What the task requires: Repeat exactly the line containing "task | identify every instance of the rear door" and every line after it in the entries, and nothing besides.

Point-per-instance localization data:

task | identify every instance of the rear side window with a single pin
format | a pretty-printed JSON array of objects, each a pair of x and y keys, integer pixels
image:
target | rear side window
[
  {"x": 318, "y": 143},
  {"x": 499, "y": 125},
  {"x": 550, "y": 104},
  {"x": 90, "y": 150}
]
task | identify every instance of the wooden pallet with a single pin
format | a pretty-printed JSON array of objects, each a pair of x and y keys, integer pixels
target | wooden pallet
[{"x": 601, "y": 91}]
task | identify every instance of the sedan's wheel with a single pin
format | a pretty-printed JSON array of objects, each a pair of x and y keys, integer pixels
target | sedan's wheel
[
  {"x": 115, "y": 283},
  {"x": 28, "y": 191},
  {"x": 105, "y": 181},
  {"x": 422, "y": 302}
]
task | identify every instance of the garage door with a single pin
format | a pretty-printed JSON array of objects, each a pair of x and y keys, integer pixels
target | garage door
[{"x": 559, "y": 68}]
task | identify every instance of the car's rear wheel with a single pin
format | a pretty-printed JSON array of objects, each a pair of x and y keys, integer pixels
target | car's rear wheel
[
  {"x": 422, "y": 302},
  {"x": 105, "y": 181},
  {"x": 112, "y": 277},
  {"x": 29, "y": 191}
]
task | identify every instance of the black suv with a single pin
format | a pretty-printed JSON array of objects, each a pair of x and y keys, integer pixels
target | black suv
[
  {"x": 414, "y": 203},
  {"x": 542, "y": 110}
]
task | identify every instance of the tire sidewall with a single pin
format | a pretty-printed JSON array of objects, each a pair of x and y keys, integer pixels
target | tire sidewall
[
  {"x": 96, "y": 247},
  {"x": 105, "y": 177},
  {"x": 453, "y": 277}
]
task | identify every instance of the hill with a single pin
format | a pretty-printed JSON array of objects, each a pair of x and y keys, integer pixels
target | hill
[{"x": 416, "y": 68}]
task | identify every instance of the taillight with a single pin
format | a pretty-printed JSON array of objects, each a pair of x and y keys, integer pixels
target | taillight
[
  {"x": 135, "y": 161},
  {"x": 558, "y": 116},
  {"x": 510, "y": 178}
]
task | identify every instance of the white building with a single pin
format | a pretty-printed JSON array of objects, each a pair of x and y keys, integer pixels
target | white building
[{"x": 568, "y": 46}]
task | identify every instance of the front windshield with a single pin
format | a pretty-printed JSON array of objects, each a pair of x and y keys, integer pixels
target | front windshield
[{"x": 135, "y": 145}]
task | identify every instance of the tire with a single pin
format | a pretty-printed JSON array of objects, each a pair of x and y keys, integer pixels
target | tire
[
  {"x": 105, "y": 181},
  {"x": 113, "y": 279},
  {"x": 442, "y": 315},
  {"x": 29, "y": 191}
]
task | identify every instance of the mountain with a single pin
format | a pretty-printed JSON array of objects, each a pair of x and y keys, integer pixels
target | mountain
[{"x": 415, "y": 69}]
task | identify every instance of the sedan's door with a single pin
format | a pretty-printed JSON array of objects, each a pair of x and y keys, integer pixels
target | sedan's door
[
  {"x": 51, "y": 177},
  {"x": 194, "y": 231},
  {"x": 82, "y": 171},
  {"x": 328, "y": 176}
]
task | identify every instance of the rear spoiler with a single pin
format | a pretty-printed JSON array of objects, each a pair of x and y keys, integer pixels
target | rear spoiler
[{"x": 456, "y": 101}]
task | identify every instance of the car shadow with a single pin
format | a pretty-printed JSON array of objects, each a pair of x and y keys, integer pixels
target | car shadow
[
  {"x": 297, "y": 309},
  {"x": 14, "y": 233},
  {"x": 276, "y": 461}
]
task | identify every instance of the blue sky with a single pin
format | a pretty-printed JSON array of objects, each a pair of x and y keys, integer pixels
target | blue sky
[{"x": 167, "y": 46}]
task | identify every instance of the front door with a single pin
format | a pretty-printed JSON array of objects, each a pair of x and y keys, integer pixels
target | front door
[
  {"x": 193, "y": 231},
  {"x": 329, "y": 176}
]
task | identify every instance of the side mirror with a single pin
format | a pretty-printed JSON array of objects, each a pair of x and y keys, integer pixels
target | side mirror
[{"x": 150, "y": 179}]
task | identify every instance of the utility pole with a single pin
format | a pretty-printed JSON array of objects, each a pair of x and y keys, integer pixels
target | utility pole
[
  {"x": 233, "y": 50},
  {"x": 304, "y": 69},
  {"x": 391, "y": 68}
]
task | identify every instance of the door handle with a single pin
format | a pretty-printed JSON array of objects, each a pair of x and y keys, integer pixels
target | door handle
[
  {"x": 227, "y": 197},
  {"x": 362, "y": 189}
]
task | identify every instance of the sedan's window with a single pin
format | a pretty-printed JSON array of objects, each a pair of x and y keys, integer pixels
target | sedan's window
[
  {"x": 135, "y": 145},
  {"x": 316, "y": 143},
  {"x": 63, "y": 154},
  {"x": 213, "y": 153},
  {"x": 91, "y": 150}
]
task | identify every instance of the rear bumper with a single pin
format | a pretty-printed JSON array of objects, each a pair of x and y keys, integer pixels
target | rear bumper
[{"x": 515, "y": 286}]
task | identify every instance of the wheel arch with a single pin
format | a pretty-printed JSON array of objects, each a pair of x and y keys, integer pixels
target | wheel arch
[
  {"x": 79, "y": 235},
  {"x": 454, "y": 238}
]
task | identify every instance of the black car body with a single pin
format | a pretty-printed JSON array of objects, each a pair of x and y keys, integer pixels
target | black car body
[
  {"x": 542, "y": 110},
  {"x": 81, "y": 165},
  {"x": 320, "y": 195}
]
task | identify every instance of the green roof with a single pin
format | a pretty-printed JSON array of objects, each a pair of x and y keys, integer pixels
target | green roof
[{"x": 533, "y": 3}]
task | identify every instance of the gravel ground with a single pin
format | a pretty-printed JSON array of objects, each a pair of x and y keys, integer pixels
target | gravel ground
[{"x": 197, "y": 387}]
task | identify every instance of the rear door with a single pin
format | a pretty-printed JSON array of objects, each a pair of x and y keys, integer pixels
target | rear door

Task solution:
task | identify every instance of the rear door with a single pin
format | a pretty-printed JSON array of objects, each a pair of x and y keys, integer pixels
target | rear door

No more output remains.